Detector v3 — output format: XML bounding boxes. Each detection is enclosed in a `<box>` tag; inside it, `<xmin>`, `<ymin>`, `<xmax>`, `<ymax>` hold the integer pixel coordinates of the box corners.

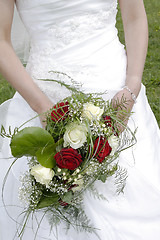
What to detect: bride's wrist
<box><xmin>125</xmin><ymin>75</ymin><xmax>141</xmax><ymax>98</ymax></box>
<box><xmin>32</xmin><ymin>97</ymin><xmax>53</xmax><ymax>114</ymax></box>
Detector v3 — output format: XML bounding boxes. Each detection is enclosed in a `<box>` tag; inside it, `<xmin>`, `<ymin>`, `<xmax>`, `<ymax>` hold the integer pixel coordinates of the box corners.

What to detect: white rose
<box><xmin>63</xmin><ymin>123</ymin><xmax>87</xmax><ymax>149</ymax></box>
<box><xmin>31</xmin><ymin>164</ymin><xmax>54</xmax><ymax>187</ymax></box>
<box><xmin>108</xmin><ymin>135</ymin><xmax>119</xmax><ymax>155</ymax></box>
<box><xmin>82</xmin><ymin>103</ymin><xmax>104</xmax><ymax>120</ymax></box>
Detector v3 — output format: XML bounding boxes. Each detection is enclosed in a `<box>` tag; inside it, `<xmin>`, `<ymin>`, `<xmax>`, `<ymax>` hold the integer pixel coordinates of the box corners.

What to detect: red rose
<box><xmin>103</xmin><ymin>116</ymin><xmax>112</xmax><ymax>127</ymax></box>
<box><xmin>54</xmin><ymin>148</ymin><xmax>82</xmax><ymax>170</ymax></box>
<box><xmin>59</xmin><ymin>199</ymin><xmax>68</xmax><ymax>207</ymax></box>
<box><xmin>51</xmin><ymin>101</ymin><xmax>69</xmax><ymax>122</ymax></box>
<box><xmin>103</xmin><ymin>116</ymin><xmax>118</xmax><ymax>136</ymax></box>
<box><xmin>93</xmin><ymin>137</ymin><xmax>112</xmax><ymax>163</ymax></box>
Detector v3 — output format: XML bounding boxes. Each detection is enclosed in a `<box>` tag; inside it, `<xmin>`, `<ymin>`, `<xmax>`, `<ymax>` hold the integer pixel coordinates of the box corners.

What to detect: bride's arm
<box><xmin>119</xmin><ymin>0</ymin><xmax>148</xmax><ymax>96</ymax></box>
<box><xmin>0</xmin><ymin>0</ymin><xmax>53</xmax><ymax>114</ymax></box>
<box><xmin>113</xmin><ymin>0</ymin><xmax>148</xmax><ymax>130</ymax></box>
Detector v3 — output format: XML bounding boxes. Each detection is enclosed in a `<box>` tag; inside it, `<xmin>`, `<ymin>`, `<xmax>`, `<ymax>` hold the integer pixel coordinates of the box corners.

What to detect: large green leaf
<box><xmin>37</xmin><ymin>192</ymin><xmax>59</xmax><ymax>209</ymax></box>
<box><xmin>10</xmin><ymin>127</ymin><xmax>55</xmax><ymax>157</ymax></box>
<box><xmin>36</xmin><ymin>145</ymin><xmax>56</xmax><ymax>168</ymax></box>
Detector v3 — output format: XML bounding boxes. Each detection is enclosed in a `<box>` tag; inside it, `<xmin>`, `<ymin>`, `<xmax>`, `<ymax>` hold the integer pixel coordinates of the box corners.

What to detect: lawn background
<box><xmin>0</xmin><ymin>0</ymin><xmax>160</xmax><ymax>126</ymax></box>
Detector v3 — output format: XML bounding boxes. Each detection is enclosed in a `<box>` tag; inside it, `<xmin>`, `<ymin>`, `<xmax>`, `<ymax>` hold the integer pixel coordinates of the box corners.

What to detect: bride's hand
<box><xmin>111</xmin><ymin>89</ymin><xmax>134</xmax><ymax>133</ymax></box>
<box><xmin>37</xmin><ymin>102</ymin><xmax>53</xmax><ymax>129</ymax></box>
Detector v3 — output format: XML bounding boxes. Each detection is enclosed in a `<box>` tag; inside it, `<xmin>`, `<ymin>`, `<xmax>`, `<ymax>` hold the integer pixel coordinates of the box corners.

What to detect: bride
<box><xmin>0</xmin><ymin>0</ymin><xmax>160</xmax><ymax>240</ymax></box>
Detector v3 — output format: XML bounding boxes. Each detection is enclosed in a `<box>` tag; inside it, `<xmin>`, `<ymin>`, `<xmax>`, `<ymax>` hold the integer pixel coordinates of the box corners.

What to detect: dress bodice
<box><xmin>16</xmin><ymin>0</ymin><xmax>125</xmax><ymax>100</ymax></box>
<box><xmin>16</xmin><ymin>0</ymin><xmax>117</xmax><ymax>50</ymax></box>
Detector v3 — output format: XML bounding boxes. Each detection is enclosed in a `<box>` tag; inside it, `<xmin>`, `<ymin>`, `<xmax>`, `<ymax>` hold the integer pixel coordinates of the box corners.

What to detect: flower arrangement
<box><xmin>1</xmin><ymin>79</ymin><xmax>135</xmax><ymax>238</ymax></box>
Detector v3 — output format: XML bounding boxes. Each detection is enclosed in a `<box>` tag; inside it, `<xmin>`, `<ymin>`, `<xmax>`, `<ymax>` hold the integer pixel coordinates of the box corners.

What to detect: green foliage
<box><xmin>36</xmin><ymin>145</ymin><xmax>56</xmax><ymax>168</ymax></box>
<box><xmin>10</xmin><ymin>127</ymin><xmax>56</xmax><ymax>168</ymax></box>
<box><xmin>37</xmin><ymin>191</ymin><xmax>59</xmax><ymax>209</ymax></box>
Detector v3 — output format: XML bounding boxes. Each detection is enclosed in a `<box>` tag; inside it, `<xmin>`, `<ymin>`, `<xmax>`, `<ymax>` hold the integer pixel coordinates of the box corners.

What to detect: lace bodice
<box><xmin>16</xmin><ymin>0</ymin><xmax>125</xmax><ymax>101</ymax></box>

........

**Exercise objective**
From the material above, keep only the lines that contain the string "rose", and copy each one. Case counts.

**Final result**
What to detect: white rose
What to detect: red rose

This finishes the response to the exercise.